[Passage]:
Focus on the Division of Cancer Prevention and Control
As indicated above, a major responsibility for the NCI cancer prevention program lies within DCPC. Consequently, much of the activity of the Review Group centered on an analysis of this division's role in establishing the NCI cancer prevention agenda, providing the necessary leadership, representing the research interests of cancer prevention, and serving as an effective spokesperson for the intramural and extramural research communities.
After receiving oral and written testimony and conducting interviews with intramural and extramural scientists (see appendix A), the Review Group perceived: a) an apparent absence of a well-delineated, scientifically sound, long-term strategy for directing cancer prevention research into the next century; and b) a paucity of outstanding scientists in leadership roles within DCPC. These perceptions also focussed the Review Group's analysis of the cancer prevention research program on DCPC.
Because this report focuses on the cancer prevention agenda as directed by DCPC, a brief review of its current administrative structure is appropriate. A more detailed organizational chart for DCPC is presented as an appendix. The division includes three programs, Early Detection and Community Oncology, Cancer Prevention Research, and Cancer Control Research, plus the Biometry Branch and several smaller efforts.
The Early Detection and Community Oncology Program includes Early Detection, Community Oncology and Rehabilitation, and Preventive Oncology branches. The Cancer Prevention Research Program includes Cancer Prevention Studies, Chemoprevention, and Diet and Cancer branches. The Cancer Control Research Program includes Special Population Studies, Applied Research Cancer Statistics, Prevention and Control Extramural, and Public Health Applications branches.

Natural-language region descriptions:

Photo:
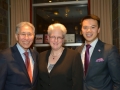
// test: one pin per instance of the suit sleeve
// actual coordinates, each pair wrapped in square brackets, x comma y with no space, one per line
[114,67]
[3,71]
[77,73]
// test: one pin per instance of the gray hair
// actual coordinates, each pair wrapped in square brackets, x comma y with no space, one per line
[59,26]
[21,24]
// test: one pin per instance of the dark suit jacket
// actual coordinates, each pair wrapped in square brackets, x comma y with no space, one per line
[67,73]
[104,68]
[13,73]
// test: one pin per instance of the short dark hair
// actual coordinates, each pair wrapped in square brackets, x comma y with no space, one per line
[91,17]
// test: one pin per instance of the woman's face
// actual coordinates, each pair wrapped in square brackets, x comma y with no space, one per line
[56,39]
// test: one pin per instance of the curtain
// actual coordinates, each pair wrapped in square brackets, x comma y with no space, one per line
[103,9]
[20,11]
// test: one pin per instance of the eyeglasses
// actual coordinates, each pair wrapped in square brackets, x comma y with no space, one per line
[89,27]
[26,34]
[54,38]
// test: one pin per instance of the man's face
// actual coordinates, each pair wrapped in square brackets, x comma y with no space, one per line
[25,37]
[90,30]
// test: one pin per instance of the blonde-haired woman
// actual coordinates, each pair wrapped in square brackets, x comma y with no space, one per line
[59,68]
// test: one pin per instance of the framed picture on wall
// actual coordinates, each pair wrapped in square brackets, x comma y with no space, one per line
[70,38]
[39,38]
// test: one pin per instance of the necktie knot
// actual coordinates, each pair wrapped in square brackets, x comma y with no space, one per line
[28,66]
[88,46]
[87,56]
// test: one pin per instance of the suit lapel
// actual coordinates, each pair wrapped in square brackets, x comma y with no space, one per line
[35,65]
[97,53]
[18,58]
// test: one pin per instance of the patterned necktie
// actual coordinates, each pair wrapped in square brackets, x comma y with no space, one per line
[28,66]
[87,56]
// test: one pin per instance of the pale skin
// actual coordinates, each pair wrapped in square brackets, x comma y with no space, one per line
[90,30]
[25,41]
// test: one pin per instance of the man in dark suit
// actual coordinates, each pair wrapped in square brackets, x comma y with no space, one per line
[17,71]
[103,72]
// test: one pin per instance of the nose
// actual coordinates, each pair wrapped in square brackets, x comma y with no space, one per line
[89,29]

[Activities]:
A. Rewrite the passage on the Division of Cancer Prevention and Control from "After receiving oral" up to and including "program on DCPC.", changing "paucity" to "shortage".
B. Answer these questions using the passage on the Division of Cancer Prevention and Control:
(i) Within which division does a major responsibility for the NCI cancer prevention program lie?
(ii) What is presented as an appendix?
(iii) Which branches make up the Cancer Prevention Research Program?
C. List every branch that the passage on the Division of Cancer Prevention and Control assigns to the Cancer Control Research Program.
The data are not required for any of the work here.

[Results in order]:
A.
After receiving oral and written testimony and conducting interviews with intramural and extramural scientists (see appendix A), the Review Group perceived: a) an apparent absence of a well-delineated, scientifically sound, long-term strategy for directing cancer prevention research into the next century; and b) a shortage of outstanding scientists in leadership roles within DCPC. These perceptions also focussed the Review Group's analysis of the cancer prevention research program on DCPC.

B.
(i) DCPC
(ii) A more detailed organizational chart for DCPC
(iii) Cancer Prevention Studies, Chemoprevention, and Diet and Cancer

C.
Special Population Studies
Applied Research Cancer Statistics
Prevention and Control Extramural
Public Health Applications